#### EXERCISE OBJECTIVE:
Word for word, transcribe the lines from the one containing "Could you please annotate the duck's wing" through the end of the entries, both included, and nothing else.
### STORED DATA
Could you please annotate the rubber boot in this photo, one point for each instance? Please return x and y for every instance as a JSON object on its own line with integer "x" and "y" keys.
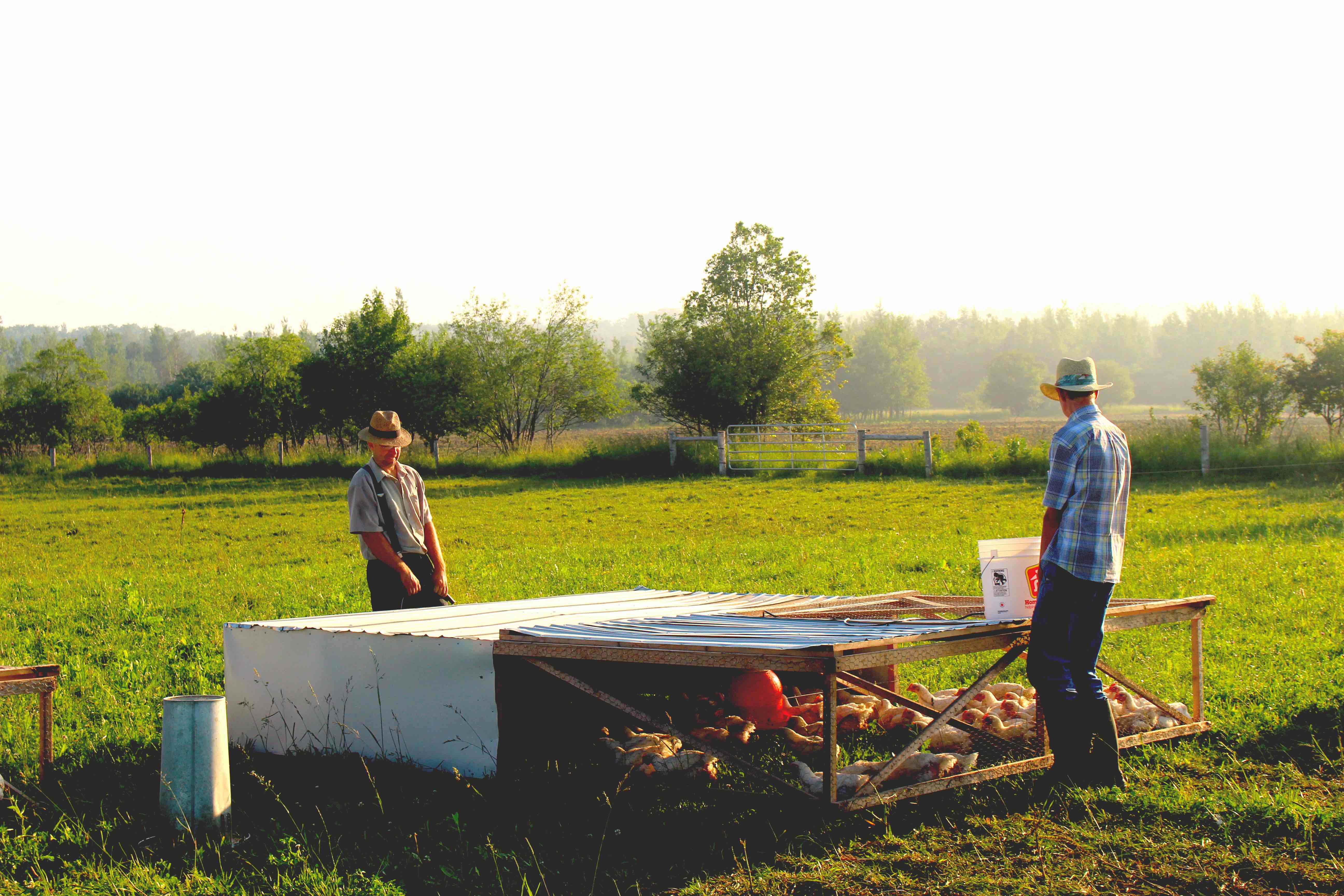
{"x": 1104, "y": 764}
{"x": 1070, "y": 741}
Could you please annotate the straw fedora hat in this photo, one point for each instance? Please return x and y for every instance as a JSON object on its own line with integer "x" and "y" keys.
{"x": 1076, "y": 377}
{"x": 386, "y": 429}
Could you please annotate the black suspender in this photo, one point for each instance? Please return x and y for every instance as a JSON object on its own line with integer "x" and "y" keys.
{"x": 385, "y": 514}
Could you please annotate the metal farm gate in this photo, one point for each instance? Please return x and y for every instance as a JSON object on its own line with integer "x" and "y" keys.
{"x": 794, "y": 446}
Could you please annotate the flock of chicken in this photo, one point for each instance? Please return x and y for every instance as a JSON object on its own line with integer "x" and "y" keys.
{"x": 1005, "y": 710}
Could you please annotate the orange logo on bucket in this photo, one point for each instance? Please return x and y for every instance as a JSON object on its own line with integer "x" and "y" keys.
{"x": 1034, "y": 581}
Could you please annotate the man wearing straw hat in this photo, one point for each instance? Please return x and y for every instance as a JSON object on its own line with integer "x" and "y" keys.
{"x": 390, "y": 515}
{"x": 1082, "y": 543}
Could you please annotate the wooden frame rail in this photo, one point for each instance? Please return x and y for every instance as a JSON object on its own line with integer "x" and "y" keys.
{"x": 42, "y": 682}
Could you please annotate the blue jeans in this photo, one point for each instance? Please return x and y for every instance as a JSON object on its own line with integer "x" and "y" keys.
{"x": 1066, "y": 636}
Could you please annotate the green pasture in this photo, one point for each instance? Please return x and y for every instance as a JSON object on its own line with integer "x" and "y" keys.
{"x": 127, "y": 581}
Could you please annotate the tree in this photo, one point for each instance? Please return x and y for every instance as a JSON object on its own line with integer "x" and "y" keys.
{"x": 1241, "y": 391}
{"x": 1123, "y": 391}
{"x": 198, "y": 377}
{"x": 1318, "y": 385}
{"x": 441, "y": 389}
{"x": 886, "y": 374}
{"x": 541, "y": 375}
{"x": 258, "y": 395}
{"x": 1014, "y": 383}
{"x": 351, "y": 374}
{"x": 128, "y": 397}
{"x": 748, "y": 347}
{"x": 57, "y": 400}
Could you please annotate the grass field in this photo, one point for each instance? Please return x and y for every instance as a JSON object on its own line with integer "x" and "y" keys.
{"x": 127, "y": 582}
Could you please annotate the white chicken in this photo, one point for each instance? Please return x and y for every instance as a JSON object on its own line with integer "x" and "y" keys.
{"x": 803, "y": 745}
{"x": 902, "y": 717}
{"x": 949, "y": 739}
{"x": 935, "y": 701}
{"x": 846, "y": 785}
{"x": 1015, "y": 730}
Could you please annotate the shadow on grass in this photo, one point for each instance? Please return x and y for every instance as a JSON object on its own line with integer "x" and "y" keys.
{"x": 1312, "y": 739}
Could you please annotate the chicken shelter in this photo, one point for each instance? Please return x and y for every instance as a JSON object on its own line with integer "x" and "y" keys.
{"x": 444, "y": 687}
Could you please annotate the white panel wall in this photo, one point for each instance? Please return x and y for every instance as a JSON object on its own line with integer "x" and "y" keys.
{"x": 431, "y": 701}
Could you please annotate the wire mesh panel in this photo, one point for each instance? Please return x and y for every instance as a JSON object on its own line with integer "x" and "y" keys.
{"x": 794, "y": 446}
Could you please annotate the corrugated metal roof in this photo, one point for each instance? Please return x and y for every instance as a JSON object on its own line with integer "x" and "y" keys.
{"x": 483, "y": 621}
{"x": 706, "y": 631}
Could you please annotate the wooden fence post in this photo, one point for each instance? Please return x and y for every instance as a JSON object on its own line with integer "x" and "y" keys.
{"x": 1197, "y": 668}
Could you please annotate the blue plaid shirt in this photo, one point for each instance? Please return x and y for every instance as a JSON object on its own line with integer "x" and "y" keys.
{"x": 1089, "y": 483}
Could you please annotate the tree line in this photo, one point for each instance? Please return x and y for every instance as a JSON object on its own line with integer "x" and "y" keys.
{"x": 748, "y": 347}
{"x": 492, "y": 373}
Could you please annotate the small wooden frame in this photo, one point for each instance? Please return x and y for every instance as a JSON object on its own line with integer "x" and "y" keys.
{"x": 842, "y": 663}
{"x": 42, "y": 682}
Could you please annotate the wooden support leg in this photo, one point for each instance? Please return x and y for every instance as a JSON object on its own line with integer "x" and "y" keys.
{"x": 830, "y": 750}
{"x": 45, "y": 746}
{"x": 1147, "y": 695}
{"x": 1197, "y": 668}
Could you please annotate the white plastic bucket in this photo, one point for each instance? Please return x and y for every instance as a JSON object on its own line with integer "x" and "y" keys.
{"x": 1009, "y": 576}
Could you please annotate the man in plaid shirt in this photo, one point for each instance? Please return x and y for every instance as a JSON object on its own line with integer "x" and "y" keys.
{"x": 1082, "y": 541}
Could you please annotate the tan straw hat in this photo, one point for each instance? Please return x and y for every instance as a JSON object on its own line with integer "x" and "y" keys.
{"x": 1076, "y": 377}
{"x": 386, "y": 429}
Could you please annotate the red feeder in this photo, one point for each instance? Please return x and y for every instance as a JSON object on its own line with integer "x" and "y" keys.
{"x": 760, "y": 696}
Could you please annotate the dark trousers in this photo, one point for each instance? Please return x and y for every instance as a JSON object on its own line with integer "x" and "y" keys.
{"x": 1066, "y": 636}
{"x": 385, "y": 586}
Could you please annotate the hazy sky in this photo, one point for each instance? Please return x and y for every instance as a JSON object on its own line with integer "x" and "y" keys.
{"x": 204, "y": 166}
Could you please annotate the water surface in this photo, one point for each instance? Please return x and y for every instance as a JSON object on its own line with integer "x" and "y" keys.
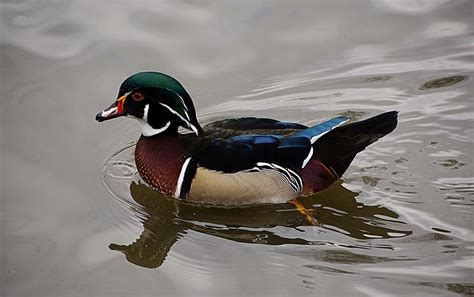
{"x": 75, "y": 220}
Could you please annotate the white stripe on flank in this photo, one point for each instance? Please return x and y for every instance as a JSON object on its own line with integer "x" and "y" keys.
{"x": 190, "y": 126}
{"x": 308, "y": 157}
{"x": 292, "y": 177}
{"x": 316, "y": 137}
{"x": 179, "y": 183}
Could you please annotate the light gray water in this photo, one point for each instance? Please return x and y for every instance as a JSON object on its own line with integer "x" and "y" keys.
{"x": 74, "y": 222}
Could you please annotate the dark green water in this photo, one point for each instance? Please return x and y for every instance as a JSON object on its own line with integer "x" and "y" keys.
{"x": 75, "y": 222}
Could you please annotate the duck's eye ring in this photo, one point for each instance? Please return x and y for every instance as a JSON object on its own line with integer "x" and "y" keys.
{"x": 137, "y": 96}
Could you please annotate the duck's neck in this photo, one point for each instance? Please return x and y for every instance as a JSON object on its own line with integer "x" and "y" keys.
{"x": 159, "y": 161}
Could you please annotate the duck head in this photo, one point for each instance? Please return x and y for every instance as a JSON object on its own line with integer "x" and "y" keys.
{"x": 157, "y": 100}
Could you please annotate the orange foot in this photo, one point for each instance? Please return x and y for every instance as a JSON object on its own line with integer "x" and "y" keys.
{"x": 305, "y": 212}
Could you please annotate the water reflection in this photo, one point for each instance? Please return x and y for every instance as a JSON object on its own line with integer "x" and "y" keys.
{"x": 166, "y": 220}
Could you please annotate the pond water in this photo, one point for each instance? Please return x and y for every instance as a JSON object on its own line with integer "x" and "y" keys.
{"x": 75, "y": 220}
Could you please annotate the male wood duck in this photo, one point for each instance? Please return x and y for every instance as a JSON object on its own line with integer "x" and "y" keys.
{"x": 235, "y": 161}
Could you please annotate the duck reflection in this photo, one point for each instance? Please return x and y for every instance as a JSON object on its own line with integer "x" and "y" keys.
{"x": 166, "y": 220}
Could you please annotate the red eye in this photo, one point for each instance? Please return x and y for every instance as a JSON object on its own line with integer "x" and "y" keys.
{"x": 138, "y": 96}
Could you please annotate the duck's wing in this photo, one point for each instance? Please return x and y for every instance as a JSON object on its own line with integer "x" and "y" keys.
{"x": 249, "y": 151}
{"x": 252, "y": 123}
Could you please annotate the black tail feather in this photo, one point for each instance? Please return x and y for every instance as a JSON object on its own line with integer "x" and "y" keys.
{"x": 338, "y": 147}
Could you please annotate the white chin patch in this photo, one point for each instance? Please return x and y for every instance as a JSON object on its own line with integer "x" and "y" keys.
{"x": 148, "y": 130}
######
#### EXERCISE OUTPUT:
Could you please annotate the duck's wing in this photo, one point for each instance? Please return x and y for every instance as a JSON object on its own line with integer "x" and "y" keys.
{"x": 249, "y": 151}
{"x": 252, "y": 123}
Could you please annotate the black tail feather in this photo, one point for each instance? Please return x and y for every instance as a JSON object on its own line with integer "x" and "y" keys.
{"x": 338, "y": 147}
Could you please annotate the white chin patch in this photo, one point for each instance? Please return x and y for every instance as a JSON object on its own line with integer "x" and "y" keys.
{"x": 148, "y": 130}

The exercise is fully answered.